• **What to work on**:
Only an exact copy of the lines beginning at the one that contains "mark: the paved courtyard" and ending at the last line of the records below counts as the answer.

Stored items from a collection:
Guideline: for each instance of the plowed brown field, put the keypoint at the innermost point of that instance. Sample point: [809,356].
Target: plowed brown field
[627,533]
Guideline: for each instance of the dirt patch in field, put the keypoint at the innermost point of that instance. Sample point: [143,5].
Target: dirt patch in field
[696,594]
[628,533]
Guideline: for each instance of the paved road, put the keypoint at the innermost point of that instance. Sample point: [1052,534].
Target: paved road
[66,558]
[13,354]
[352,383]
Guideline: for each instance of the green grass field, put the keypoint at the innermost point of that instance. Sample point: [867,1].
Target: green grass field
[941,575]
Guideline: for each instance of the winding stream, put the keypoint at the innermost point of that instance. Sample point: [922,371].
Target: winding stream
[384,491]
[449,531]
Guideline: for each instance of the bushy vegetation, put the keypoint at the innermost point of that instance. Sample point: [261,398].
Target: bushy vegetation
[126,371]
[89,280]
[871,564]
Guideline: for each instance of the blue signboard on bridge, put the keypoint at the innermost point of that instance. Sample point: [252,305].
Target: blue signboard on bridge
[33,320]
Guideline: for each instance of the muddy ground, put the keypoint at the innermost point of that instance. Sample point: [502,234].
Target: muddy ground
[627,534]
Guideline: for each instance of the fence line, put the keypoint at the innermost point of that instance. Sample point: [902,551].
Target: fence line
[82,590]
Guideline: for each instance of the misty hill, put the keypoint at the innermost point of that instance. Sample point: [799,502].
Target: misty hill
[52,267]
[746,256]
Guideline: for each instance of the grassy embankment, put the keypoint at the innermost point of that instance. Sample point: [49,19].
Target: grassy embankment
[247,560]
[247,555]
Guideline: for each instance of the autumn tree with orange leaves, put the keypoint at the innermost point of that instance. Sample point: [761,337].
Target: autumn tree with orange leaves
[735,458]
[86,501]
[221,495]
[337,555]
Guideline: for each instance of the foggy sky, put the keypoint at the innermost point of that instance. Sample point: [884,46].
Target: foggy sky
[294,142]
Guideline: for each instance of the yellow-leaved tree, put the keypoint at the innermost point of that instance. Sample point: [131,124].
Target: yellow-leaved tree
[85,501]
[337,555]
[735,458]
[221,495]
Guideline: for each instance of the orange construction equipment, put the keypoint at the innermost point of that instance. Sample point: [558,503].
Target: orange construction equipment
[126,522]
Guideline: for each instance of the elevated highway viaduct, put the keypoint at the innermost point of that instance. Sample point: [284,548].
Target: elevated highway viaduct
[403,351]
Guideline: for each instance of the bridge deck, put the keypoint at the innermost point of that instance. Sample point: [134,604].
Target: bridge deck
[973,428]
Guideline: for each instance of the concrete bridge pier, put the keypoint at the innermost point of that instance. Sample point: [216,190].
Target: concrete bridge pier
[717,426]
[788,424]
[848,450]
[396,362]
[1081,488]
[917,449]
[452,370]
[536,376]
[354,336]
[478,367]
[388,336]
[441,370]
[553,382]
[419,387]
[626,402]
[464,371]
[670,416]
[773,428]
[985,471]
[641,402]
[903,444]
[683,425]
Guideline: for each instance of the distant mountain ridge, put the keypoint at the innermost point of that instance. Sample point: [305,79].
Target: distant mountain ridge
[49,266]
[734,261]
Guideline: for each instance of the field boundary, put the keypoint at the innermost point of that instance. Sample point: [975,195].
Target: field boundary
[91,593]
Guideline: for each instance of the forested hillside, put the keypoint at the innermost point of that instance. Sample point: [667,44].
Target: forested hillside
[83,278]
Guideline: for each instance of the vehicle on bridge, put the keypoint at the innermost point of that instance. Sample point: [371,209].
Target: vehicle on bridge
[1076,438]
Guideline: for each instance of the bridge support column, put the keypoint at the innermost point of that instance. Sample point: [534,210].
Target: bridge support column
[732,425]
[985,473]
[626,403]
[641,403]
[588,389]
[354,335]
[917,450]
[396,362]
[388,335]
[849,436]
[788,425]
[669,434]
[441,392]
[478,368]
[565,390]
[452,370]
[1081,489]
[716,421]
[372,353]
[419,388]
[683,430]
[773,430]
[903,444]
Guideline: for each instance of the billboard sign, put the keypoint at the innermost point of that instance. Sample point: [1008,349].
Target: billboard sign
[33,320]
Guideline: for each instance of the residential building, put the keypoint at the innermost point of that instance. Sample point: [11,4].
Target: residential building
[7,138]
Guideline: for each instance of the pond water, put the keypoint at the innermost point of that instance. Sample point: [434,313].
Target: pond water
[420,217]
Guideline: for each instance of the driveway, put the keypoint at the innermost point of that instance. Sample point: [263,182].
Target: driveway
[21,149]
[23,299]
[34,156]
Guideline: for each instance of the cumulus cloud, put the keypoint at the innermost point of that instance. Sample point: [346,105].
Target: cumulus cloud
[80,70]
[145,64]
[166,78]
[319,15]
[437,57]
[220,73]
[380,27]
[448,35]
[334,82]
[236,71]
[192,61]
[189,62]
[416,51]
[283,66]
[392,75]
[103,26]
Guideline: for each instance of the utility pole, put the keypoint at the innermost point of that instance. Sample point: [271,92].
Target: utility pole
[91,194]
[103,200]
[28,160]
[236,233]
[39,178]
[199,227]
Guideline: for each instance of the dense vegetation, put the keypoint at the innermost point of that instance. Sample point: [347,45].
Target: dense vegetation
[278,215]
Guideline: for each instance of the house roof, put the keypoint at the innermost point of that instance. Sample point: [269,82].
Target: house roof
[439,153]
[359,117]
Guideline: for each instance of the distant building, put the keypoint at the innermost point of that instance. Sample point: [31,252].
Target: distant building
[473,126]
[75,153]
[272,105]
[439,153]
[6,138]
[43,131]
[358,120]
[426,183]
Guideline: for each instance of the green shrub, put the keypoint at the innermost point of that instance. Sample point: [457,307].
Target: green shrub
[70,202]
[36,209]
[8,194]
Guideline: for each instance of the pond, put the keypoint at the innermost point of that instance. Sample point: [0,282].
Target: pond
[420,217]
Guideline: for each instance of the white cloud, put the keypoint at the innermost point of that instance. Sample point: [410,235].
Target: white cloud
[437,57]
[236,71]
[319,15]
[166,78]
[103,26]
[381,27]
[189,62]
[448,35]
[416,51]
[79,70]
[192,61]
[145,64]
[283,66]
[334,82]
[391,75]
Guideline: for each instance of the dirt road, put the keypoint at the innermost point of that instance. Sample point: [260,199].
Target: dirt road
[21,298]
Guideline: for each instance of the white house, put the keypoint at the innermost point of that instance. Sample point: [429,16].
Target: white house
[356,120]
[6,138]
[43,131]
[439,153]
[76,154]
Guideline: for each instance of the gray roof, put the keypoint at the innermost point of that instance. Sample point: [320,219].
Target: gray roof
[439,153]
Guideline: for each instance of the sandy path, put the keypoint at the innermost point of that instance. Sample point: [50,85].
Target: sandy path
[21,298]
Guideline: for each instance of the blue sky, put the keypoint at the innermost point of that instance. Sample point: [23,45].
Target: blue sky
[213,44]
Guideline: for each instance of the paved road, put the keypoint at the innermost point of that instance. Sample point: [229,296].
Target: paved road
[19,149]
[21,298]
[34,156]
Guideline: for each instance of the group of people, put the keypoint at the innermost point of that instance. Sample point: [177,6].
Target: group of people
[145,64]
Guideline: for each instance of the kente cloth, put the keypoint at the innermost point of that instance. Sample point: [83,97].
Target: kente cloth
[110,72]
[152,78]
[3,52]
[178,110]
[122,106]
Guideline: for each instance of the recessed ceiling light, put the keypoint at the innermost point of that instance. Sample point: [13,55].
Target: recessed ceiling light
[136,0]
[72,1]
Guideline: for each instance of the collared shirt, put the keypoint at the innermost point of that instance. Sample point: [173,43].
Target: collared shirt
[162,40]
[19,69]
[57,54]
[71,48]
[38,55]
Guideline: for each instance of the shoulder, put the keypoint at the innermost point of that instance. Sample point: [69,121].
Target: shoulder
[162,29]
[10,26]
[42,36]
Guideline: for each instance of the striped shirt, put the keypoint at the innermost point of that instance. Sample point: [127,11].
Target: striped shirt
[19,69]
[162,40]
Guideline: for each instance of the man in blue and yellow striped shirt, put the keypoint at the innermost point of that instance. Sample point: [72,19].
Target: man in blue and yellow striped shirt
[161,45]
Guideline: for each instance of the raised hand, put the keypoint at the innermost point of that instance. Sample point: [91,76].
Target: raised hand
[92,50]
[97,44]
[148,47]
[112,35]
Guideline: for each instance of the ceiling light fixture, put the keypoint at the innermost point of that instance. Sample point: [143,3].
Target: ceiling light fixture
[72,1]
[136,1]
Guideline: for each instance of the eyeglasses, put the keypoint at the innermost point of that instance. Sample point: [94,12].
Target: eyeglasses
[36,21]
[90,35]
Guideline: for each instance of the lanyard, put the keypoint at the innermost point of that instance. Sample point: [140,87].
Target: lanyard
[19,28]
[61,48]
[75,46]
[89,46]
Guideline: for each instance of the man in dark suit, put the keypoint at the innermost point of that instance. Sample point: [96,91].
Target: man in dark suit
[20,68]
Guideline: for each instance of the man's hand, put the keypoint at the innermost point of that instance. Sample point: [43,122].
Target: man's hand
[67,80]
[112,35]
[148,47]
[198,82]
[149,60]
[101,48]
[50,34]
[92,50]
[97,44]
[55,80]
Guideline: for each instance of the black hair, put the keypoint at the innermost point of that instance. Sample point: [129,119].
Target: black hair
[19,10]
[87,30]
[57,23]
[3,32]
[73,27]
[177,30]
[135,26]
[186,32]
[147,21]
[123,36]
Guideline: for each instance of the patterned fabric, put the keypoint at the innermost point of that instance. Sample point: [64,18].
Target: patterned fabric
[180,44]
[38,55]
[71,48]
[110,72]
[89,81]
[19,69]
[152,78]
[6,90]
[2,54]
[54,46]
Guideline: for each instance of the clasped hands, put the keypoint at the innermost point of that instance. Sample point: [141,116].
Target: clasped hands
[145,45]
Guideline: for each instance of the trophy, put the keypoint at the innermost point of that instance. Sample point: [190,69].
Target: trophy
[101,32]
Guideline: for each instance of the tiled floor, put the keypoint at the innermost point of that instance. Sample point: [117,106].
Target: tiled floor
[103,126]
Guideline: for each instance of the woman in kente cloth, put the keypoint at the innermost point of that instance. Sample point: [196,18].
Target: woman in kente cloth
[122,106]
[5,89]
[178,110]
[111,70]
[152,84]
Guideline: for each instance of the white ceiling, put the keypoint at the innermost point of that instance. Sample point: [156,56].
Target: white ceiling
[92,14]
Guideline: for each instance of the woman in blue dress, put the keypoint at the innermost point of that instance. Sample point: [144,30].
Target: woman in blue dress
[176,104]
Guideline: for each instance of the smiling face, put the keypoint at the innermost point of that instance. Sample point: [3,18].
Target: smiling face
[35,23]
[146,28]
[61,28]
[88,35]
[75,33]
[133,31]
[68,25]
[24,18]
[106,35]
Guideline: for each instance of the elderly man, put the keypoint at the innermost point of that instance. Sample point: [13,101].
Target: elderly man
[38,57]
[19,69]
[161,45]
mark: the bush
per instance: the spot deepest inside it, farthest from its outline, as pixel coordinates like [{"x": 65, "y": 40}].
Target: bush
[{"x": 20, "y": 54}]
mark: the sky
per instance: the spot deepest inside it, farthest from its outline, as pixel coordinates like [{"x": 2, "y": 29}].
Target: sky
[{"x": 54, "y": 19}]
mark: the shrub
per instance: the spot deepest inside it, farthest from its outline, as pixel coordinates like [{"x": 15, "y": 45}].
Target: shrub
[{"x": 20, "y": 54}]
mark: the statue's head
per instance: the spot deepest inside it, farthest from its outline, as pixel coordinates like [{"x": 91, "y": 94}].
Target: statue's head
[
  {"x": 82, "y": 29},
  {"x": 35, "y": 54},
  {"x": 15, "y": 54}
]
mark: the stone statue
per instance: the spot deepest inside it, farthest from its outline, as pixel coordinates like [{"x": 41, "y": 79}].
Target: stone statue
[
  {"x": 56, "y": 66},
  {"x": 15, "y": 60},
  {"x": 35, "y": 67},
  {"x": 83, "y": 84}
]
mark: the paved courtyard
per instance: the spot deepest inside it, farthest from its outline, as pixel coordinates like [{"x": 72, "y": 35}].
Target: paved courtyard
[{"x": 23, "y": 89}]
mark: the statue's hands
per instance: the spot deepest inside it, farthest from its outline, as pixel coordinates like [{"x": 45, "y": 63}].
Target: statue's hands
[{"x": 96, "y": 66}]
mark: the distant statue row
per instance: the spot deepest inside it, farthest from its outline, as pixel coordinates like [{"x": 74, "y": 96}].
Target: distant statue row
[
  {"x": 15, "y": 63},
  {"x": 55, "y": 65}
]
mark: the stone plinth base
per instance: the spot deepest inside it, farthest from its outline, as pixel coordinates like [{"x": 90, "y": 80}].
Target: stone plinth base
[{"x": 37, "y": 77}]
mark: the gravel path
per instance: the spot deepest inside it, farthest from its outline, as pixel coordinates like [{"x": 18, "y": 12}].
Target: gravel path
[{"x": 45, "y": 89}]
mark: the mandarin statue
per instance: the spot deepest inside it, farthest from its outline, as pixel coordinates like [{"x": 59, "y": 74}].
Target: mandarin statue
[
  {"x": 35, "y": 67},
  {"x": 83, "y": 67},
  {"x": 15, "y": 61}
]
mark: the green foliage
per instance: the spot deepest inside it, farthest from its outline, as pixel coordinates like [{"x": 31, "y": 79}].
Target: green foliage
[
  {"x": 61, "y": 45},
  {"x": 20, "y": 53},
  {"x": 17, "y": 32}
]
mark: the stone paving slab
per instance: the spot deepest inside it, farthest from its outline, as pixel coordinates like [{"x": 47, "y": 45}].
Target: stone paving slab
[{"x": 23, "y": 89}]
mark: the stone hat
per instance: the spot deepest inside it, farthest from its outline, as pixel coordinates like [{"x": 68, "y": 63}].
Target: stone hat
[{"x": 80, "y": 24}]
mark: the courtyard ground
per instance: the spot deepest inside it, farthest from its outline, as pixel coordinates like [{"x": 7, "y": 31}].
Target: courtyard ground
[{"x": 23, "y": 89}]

• **Answer section**:
mark: the paved courtyard
per instance: the spot deepest inside it, farthest from its outline, as pixel coordinates like [{"x": 72, "y": 35}].
Target: paved courtyard
[{"x": 23, "y": 89}]
mark: the statue's hands
per instance: the spot deepest inside it, farthest from its outline, as pixel coordinates like [{"x": 45, "y": 63}].
Target: statue's hands
[{"x": 96, "y": 66}]
mark: the distant statue row
per instance: the spot deepest inside it, farthest from its outline, as pixel coordinates like [{"x": 74, "y": 96}].
Target: distant statue row
[
  {"x": 15, "y": 63},
  {"x": 55, "y": 65}
]
mark: the stone plinth base
per instance: the spot deepest inside it, farthest from its outline, as pixel coordinates like [{"x": 90, "y": 80}].
Target: stone plinth base
[{"x": 37, "y": 77}]
mark: the gravel path
per instance: the spot deepest inside it, farthest from its outline, as pixel coordinates like [{"x": 18, "y": 12}].
Target: gravel path
[{"x": 45, "y": 89}]
mark: the mandarin statue
per instance: the spot deepest inside it, farthest from its outline, as pixel coordinates like [{"x": 59, "y": 74}].
Target: mandarin statue
[
  {"x": 35, "y": 67},
  {"x": 83, "y": 67},
  {"x": 15, "y": 61}
]
mark: the green foliage
per instance: the spot deepest inside it, farthest from its outline, as pixel coordinates like [{"x": 31, "y": 79}].
Target: green foliage
[
  {"x": 61, "y": 45},
  {"x": 20, "y": 53},
  {"x": 17, "y": 32}
]
mark: the stone paving slab
per instance: the spot deepest inside it, farthest from its outline, as pixel coordinates like [{"x": 47, "y": 45}].
Target: stone paving slab
[{"x": 23, "y": 89}]
mark: the stone hat
per instance: the spot deepest inside it, farthest from its outline, as pixel coordinates like [{"x": 68, "y": 63}].
Target: stone hat
[{"x": 80, "y": 24}]
mark: the courtyard ground
per instance: the spot deepest inside it, farthest from its outline, as pixel coordinates like [{"x": 7, "y": 31}].
Target: courtyard ground
[{"x": 23, "y": 89}]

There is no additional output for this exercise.